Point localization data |
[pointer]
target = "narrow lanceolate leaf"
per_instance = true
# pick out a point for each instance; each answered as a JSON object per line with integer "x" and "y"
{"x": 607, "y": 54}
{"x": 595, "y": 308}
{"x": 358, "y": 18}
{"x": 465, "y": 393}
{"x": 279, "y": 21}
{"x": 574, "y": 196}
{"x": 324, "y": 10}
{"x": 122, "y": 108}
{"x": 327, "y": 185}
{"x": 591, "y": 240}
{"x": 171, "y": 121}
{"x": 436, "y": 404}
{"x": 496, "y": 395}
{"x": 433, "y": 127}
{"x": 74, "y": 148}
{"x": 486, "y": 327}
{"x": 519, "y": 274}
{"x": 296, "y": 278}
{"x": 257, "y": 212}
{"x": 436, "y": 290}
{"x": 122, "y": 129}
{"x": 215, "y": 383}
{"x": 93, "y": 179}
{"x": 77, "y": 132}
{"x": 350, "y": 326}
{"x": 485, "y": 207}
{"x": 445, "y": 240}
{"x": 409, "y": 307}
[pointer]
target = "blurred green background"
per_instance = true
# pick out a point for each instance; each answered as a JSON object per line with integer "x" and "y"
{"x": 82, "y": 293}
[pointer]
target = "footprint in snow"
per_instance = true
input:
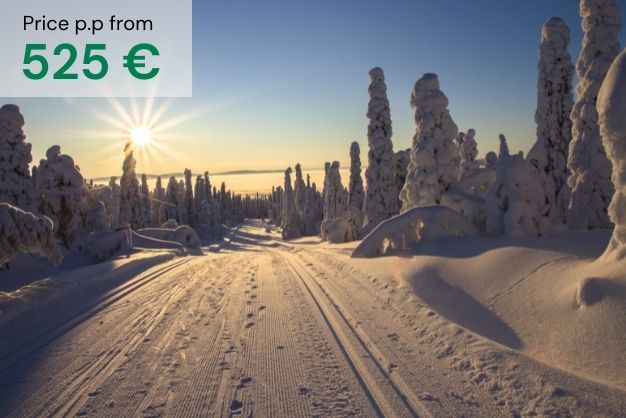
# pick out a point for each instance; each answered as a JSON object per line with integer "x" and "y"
{"x": 244, "y": 382}
{"x": 236, "y": 406}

Brief |
The result should be every entry, word for word, and no pictures.

Output |
[pointer]
target = "narrow lanceolate leaf"
per_instance = true
# pick out a point for each instance; each answered as a JSON object per line with integer "x" and "y"
{"x": 607, "y": 54}
{"x": 595, "y": 308}
{"x": 358, "y": 18}
{"x": 465, "y": 393}
{"x": 279, "y": 21}
{"x": 574, "y": 196}
{"x": 324, "y": 10}
{"x": 122, "y": 108}
{"x": 327, "y": 185}
{"x": 591, "y": 240}
{"x": 171, "y": 121}
{"x": 436, "y": 404}
{"x": 496, "y": 395}
{"x": 433, "y": 127}
{"x": 74, "y": 148}
{"x": 486, "y": 327}
{"x": 519, "y": 274}
{"x": 296, "y": 278}
{"x": 257, "y": 212}
{"x": 436, "y": 290}
{"x": 122, "y": 129}
{"x": 215, "y": 383}
{"x": 93, "y": 179}
{"x": 77, "y": 132}
{"x": 350, "y": 326}
{"x": 485, "y": 207}
{"x": 445, "y": 240}
{"x": 409, "y": 307}
[pointer]
target = "blurred green background"
per_instance = true
# pick out a point for each instance; each answered as a JSON object per line with integer "x" and "y"
{"x": 82, "y": 293}
[pointer]
target = "footprint in snow"
per_instance = true
input:
# pick out a point for each instance; each answered as a JSON object per line with integer "x" and "y"
{"x": 244, "y": 382}
{"x": 236, "y": 406}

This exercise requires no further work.